AIM:
Copy each of the rows below word for word, keeping their order.
** Begin RECORDS SHOWN **
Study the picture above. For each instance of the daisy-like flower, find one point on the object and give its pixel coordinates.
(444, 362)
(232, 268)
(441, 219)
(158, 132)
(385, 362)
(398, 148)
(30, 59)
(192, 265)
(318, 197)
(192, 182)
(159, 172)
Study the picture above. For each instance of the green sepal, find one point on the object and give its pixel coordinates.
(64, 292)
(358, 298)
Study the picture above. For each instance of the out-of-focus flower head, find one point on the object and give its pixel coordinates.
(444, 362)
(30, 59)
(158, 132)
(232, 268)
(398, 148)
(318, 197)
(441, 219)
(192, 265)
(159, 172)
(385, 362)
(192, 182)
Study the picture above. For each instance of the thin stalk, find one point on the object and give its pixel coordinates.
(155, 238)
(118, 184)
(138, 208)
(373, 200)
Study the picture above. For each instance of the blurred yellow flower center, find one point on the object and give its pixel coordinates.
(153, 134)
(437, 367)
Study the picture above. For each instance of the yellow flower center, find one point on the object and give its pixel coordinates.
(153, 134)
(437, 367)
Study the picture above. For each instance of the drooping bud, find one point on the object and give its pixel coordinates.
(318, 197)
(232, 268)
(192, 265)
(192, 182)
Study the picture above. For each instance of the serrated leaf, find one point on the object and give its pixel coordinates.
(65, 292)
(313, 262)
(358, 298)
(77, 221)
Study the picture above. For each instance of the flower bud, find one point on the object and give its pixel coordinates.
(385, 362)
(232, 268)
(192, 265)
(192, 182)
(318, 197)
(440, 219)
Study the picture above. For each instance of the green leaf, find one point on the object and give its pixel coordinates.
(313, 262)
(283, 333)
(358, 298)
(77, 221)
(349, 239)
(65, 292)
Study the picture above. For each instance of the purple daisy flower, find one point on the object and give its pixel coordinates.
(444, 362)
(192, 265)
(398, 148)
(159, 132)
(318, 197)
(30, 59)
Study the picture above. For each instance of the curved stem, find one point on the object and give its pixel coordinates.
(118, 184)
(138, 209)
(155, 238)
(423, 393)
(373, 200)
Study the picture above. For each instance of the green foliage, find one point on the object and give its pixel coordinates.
** End RECORDS SHOWN **
RESULT FOR THIS TASK:
Study the picture above. For each instance of the daisy-like flower, find one point on the object and give its pixel coordinates.
(444, 362)
(232, 268)
(441, 219)
(158, 132)
(385, 362)
(398, 148)
(30, 59)
(192, 265)
(318, 197)
(192, 182)
(159, 172)
Study the picture above. For each instance of the green sepal, find one point on the object and give its pixel coordinates.
(64, 292)
(358, 298)
Study the picture above. For each instance of the out-of-focus flower head, find one point on the object and give its pixel coordinates.
(444, 362)
(30, 59)
(158, 132)
(232, 268)
(398, 148)
(318, 197)
(441, 219)
(192, 265)
(159, 172)
(385, 362)
(192, 182)
Study the picture above. For each instance of the thin stalk, find one point on the object and give its pixel coordinates.
(155, 238)
(118, 184)
(138, 208)
(373, 200)
Study the picture above. For each instance of the blurred yellow flower center, find one point on the object and give its pixel coordinates.
(153, 134)
(437, 367)
Study the picture above. For each instance of the yellow flower center, find one point on the object and give its pixel coordinates.
(153, 134)
(437, 367)
Study the picture above. For each instance of the drooping bud, find one point on the object and give its pixel coordinates.
(318, 197)
(232, 268)
(192, 265)
(192, 182)
Study the picture above. For each instance of the serrated leaf, find one point on the object and give its pixel coordinates.
(65, 292)
(313, 262)
(358, 298)
(77, 221)
Study the picture above. For each instance of the flower bud, find one point on the object and give its pixel coordinates.
(385, 362)
(232, 268)
(192, 265)
(192, 182)
(318, 197)
(440, 219)
Study the picture above. For each instance of the green leaf, find one point on the object and give its pixel coordinates.
(313, 262)
(283, 333)
(358, 298)
(77, 221)
(349, 239)
(65, 292)
Study the picture above. For each instance of the purple daisy flower, find one point on the object and give its pixel coordinates.
(444, 362)
(192, 265)
(398, 148)
(159, 132)
(318, 197)
(30, 59)
Study the picture above. For each instance of the curved stem, find one point on the object and give its pixel coordinates.
(118, 184)
(138, 209)
(155, 238)
(423, 393)
(373, 200)
Study the picture above. For each instance of the green foliage, find one point on the object and give its pixel coordinates.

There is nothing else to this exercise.